» **BRIEF**: Without omitting anything, copy the data exactly.

» **Data entries**:
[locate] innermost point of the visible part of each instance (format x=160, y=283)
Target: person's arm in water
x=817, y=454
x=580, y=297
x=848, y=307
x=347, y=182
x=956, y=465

» **OUTPUT BELOW**:
[locate] innermost point of the visible part of each instance (format x=160, y=283)
Target: person's arm in water
x=817, y=454
x=580, y=297
x=848, y=307
x=347, y=182
x=956, y=465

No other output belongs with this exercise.